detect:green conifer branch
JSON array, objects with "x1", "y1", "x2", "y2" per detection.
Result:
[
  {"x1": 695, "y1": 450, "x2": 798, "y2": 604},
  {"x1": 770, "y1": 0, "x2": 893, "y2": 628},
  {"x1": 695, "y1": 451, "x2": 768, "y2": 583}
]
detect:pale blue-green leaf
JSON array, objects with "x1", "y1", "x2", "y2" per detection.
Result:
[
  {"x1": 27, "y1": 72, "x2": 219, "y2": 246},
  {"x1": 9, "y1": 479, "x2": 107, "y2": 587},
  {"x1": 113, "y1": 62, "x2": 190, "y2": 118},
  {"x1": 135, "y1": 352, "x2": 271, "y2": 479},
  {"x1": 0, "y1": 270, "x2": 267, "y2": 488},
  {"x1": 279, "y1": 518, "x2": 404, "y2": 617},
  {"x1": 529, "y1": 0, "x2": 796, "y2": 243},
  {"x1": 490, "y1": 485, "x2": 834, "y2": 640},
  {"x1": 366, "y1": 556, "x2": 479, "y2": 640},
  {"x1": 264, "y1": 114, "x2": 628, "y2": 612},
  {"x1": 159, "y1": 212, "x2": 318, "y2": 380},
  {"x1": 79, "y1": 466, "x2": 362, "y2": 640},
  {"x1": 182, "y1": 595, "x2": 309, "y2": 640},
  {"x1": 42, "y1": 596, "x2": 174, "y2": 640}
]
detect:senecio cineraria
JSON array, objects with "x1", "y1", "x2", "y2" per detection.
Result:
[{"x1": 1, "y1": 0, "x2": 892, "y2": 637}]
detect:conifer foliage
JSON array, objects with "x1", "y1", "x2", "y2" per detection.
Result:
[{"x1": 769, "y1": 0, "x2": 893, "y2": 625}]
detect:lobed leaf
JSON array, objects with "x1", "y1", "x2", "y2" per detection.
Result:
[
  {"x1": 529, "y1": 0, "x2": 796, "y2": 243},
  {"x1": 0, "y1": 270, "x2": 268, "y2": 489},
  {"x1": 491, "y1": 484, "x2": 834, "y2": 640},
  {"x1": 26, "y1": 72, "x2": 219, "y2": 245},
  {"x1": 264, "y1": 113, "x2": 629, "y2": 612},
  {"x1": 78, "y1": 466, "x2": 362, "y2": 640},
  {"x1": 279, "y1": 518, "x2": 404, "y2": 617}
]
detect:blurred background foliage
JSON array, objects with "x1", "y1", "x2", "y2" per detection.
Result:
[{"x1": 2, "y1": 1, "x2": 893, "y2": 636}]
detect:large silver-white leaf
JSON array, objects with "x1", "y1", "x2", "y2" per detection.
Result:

◆ **What the task asks**
Copy exactly the lines from the one containing "detect:large silver-white leaf" through the last line of the records, both included, and nothing else.

◆ **Reply**
detect:large silver-white leaf
JSON array, objects with "x1", "y1", "x2", "y2" per detection.
Result:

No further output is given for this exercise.